Document extract:
┌──
Reza Shah’s power and personality radiated impressively from him. A tall, slightly hunched figure – he was now about 60 years old – in a simple khaki uniform without signs of rank and distinction. His eagle nose and strong eyes reflected an indomitable will. A man, accustomed to command and accustomed to the obedience of others.
The Crown Prince followed his Father at a reverent distance as he entered the private salon. The walls were of light green alabaster, on the black and white marble floor stood heavy bronze furniture, upholstered in gold brocade. After a short rest, the Shah headed down the wide ‘escalier d’honneur’ to the waiting train. The locomotive was Swedish – manufactured in Trollhåttan – as were the elegant First Class coaches and the Shah’s two shiny white carriages at the rear of the train. One last fanfare from the band on the platform and the train slid off along the Northern Line.
└──
Dataset records:
┌──
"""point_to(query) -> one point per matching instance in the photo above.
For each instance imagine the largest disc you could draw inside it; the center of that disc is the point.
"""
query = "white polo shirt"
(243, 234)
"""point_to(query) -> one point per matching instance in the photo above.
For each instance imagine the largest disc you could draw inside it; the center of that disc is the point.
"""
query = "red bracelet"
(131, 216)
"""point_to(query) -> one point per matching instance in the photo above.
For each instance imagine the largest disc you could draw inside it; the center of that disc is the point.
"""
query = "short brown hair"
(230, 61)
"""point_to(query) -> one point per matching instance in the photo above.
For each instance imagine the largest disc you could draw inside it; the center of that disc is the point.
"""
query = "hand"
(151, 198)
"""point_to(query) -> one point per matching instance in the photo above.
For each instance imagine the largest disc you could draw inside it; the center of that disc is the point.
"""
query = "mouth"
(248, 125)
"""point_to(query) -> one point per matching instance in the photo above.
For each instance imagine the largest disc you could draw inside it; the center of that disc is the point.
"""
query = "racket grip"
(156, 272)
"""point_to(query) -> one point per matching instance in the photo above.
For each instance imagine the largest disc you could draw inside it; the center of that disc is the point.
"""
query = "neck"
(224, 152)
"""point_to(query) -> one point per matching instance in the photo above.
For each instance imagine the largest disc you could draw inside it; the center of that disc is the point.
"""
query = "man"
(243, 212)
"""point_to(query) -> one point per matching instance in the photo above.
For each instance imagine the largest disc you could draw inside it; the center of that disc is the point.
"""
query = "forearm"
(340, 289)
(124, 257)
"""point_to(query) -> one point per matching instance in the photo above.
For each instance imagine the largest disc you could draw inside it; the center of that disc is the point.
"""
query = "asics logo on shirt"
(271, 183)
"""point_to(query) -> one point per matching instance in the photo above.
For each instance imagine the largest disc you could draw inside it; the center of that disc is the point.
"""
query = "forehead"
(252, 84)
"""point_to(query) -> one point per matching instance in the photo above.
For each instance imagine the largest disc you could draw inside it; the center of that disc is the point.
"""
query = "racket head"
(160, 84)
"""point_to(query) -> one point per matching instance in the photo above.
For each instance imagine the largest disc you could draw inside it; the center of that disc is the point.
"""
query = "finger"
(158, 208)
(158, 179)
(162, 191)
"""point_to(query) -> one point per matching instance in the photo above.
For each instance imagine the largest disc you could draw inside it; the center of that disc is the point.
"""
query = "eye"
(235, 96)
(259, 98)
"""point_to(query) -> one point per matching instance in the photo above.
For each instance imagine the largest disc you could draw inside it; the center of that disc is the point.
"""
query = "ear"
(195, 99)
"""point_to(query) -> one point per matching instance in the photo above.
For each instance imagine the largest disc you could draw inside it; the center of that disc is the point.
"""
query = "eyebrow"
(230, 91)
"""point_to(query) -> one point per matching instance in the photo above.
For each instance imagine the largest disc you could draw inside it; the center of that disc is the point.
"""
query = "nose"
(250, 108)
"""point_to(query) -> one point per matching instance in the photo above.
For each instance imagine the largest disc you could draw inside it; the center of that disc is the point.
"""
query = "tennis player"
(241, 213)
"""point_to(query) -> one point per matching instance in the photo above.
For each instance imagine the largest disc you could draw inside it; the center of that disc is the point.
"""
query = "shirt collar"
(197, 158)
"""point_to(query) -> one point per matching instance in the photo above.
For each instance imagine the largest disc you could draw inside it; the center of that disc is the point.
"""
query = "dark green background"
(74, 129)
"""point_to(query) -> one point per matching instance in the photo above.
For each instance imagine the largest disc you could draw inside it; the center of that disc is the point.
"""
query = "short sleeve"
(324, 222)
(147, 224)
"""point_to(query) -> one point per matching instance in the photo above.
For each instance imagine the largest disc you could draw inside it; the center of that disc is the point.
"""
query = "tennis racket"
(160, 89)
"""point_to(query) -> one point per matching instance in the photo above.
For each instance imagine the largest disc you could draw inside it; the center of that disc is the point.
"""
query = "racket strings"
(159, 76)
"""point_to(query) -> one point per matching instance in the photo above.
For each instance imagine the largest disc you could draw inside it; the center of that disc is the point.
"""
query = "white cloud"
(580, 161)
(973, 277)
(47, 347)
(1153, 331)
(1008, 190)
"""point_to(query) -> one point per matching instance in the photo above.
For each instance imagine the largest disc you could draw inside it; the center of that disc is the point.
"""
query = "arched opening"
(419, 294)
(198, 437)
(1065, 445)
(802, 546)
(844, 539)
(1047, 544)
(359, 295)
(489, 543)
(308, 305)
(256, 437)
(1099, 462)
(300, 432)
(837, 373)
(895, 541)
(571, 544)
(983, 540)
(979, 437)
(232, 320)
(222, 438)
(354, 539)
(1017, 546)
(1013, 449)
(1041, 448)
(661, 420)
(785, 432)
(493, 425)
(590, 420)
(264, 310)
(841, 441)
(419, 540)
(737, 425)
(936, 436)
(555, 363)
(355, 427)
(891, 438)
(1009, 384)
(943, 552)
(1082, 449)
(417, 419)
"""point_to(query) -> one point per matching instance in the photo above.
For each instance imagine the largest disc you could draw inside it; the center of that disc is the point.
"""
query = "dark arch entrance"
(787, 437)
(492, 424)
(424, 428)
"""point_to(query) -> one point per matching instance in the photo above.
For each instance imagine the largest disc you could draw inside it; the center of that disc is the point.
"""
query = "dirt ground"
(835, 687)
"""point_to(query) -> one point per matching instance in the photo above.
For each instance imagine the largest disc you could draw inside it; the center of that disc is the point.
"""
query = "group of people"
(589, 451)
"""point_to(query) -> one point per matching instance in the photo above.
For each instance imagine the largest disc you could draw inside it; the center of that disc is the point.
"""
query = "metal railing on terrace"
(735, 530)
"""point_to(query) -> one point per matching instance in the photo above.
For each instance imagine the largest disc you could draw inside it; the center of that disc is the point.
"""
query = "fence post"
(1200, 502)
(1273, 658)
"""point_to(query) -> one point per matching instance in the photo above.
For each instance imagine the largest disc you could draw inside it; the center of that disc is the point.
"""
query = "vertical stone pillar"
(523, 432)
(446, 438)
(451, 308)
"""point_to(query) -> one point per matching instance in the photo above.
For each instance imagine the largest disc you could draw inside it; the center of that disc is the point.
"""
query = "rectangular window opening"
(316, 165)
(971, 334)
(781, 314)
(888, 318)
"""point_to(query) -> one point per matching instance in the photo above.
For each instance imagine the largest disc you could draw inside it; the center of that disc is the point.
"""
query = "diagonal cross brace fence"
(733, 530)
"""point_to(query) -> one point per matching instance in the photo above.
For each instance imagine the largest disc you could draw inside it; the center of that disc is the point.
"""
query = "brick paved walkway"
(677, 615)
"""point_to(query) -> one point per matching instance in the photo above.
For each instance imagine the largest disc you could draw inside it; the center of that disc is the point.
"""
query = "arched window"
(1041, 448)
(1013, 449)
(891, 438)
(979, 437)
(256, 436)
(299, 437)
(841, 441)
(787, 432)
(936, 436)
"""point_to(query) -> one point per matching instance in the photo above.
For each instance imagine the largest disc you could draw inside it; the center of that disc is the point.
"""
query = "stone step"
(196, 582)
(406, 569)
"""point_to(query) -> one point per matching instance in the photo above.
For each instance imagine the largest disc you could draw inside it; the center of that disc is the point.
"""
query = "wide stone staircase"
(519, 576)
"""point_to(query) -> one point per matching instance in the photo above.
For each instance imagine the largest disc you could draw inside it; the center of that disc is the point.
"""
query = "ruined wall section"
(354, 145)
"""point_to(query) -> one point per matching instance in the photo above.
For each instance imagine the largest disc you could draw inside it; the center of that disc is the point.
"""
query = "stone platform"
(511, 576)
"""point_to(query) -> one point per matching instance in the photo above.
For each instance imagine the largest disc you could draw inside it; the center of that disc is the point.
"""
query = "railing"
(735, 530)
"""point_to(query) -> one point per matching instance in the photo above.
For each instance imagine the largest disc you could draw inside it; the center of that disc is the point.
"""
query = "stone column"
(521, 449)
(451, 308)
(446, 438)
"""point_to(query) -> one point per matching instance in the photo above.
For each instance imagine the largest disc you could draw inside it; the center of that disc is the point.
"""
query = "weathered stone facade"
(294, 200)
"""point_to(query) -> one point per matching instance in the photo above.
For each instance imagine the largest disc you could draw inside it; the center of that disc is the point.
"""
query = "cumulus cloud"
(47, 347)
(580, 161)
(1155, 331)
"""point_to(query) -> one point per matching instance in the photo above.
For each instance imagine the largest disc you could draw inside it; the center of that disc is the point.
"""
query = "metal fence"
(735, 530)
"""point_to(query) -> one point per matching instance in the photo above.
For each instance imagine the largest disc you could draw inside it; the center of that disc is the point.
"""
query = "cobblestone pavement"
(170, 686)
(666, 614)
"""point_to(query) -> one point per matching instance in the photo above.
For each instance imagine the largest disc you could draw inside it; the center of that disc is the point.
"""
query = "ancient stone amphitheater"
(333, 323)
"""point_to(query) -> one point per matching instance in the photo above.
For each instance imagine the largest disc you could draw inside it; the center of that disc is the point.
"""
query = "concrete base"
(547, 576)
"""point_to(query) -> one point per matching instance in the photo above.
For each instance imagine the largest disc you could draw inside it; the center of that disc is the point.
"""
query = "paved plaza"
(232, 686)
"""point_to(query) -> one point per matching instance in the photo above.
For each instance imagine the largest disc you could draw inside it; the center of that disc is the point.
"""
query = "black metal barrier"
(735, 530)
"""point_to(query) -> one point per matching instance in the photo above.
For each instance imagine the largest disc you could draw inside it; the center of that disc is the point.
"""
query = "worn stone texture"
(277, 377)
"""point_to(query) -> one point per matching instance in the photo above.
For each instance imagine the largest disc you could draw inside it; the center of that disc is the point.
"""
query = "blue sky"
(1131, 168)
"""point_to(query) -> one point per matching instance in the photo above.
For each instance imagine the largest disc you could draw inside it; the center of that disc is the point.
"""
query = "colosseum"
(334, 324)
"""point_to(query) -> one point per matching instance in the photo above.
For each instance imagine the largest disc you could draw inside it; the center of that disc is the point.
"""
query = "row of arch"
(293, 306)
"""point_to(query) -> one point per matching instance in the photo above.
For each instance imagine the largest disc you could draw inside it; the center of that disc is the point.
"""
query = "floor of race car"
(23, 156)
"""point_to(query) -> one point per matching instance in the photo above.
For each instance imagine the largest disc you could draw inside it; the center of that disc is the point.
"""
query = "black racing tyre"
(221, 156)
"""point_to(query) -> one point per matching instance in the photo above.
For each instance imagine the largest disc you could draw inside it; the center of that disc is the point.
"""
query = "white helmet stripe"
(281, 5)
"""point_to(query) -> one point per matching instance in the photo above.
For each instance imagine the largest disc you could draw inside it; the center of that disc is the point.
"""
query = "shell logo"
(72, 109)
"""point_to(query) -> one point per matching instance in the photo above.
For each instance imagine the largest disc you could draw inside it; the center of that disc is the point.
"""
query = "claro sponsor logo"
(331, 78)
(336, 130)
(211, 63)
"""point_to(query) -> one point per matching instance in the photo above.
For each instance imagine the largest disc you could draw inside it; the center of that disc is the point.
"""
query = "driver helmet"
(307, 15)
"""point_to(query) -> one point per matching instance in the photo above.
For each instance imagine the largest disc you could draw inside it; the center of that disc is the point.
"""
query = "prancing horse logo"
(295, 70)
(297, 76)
└──
Work instructions:
A. In the passage about Reza Shah, where was the train's locomotive manufactured?
B. Filter the records down to each line containing the string "window".

Task responses:
A. In Trollhåttan; the locomotive was Swedish.

B.
query = "rectangular window opening"
query = "arched window"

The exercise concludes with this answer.